• _Alıştırma görevi A_
Metin bloğuna göre Atatürk, kendisini savaşa göndermek isteyen milletvekillerine evet derken ayrıca ne istemiştir?

Atatürk'ün Samsun'a gelirken Vahdettin tarafından büyük yetkilerle görevlendirildiği yazmış. Halbuki Atatürk Vahdettin tarafından başkent İstanbul'dan uzaklaştırılmıştır. Bu da Vahdettin'in yaptığı son yanlışı olmuştur.
Nutuk
Ölümsüz önder Atatürk'ün yapıtı Nutuk'u okuduysanız ilgili bölümde Atatürk'ün nasıl gönderildiğini de daha iyi anlarsınız.
Bir diğer itirazım ise Atatürk'ün başkomutan atanmasında yapılan propagandaların bu güne kadar gelmiş uzantıları hakkındadır. Atatürk'ü savaşa göndererek Ankara'dan uzaklaştırmak isteyen bir grup milletvekiline cevabı evet olan Atatürk ayrıca olağanüstü yetkiler istemiştir. Bu yetkileri de belirli bir süre için isteyen Atatürk her kararında olduğu gibi bu kararında da ne kadar isabetli davrandığını göstermiştir.

• _Verilen veriler_
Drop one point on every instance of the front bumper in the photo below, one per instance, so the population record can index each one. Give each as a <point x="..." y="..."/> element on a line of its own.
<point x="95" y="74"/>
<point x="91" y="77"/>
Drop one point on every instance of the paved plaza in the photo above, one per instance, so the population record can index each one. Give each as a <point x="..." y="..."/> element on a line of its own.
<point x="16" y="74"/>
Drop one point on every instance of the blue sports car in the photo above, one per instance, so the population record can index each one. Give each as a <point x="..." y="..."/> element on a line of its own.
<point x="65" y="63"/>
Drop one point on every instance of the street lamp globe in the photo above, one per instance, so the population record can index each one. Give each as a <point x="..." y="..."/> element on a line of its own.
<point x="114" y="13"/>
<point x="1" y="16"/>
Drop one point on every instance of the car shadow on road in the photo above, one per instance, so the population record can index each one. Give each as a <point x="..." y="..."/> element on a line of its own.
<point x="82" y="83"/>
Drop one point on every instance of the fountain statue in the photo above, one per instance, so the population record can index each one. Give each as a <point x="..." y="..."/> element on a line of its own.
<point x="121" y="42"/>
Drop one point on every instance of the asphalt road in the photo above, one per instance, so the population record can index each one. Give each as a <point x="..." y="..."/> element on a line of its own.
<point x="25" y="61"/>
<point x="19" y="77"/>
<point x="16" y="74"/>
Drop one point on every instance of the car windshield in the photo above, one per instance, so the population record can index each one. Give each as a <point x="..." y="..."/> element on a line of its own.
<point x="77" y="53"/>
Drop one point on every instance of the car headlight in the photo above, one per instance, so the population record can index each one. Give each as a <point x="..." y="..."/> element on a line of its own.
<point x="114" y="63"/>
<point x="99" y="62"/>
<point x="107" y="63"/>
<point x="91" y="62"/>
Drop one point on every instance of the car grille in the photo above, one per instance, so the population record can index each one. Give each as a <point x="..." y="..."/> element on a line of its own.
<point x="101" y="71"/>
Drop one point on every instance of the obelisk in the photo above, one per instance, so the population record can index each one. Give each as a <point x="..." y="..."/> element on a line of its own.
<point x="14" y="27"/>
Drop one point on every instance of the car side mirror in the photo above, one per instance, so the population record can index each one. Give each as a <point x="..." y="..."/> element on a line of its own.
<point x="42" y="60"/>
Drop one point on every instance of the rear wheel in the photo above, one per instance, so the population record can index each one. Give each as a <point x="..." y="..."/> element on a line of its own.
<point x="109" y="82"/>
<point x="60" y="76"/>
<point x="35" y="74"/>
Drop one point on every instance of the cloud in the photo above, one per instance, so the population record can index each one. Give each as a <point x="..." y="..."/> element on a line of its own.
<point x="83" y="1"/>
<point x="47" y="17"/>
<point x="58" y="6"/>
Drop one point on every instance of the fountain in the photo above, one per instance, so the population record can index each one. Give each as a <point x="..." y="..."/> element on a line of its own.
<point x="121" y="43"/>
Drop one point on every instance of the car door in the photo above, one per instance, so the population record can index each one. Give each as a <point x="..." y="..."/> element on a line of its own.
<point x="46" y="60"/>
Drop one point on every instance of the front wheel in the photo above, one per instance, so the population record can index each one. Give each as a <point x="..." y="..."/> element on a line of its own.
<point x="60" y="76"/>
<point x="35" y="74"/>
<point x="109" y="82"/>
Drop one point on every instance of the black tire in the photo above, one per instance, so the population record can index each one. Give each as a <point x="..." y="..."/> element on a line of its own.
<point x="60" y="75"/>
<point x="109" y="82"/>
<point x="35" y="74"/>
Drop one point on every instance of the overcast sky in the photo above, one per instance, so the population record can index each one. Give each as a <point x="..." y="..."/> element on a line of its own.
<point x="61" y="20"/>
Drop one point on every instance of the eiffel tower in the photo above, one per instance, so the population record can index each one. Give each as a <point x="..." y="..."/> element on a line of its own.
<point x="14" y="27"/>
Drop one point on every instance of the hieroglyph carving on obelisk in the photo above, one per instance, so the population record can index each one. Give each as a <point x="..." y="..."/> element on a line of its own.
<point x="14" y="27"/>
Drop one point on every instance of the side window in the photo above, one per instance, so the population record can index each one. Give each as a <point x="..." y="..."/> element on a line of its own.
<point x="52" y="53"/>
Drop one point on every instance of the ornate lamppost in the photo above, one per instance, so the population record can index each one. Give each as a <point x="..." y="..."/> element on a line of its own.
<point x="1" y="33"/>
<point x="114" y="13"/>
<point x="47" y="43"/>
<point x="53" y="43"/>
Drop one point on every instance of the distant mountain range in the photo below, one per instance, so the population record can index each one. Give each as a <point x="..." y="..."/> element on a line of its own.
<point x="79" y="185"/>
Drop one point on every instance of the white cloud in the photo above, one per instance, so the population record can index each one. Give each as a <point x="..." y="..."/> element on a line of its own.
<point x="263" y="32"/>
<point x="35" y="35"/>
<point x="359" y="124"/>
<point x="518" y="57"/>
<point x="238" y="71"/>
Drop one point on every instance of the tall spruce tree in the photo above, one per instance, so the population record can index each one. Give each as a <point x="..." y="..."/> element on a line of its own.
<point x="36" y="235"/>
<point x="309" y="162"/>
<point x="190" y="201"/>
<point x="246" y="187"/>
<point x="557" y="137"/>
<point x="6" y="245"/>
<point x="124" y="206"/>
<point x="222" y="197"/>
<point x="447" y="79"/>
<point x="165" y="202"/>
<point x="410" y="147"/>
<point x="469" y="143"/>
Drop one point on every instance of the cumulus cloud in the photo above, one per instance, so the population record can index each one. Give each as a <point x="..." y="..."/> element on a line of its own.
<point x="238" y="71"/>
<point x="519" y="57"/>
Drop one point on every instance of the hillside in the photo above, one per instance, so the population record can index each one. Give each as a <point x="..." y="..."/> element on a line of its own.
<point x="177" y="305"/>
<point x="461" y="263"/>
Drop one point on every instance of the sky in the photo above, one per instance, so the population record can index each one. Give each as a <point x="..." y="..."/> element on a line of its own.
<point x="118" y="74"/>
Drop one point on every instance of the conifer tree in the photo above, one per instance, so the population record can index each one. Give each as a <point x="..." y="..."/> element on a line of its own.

• _Alıştırma görevi B_
Satırlardan kaçının "paved" dizesini içerdiğini say ve yalnızca sayıyı yaz. Büyük-küçük harf ayrımı dikkate alınır.

• _Görev çıktısı A_
Belirli bir süre için olağanüstü yetkiler istemiştir.

• _Görev çıktısı B_
1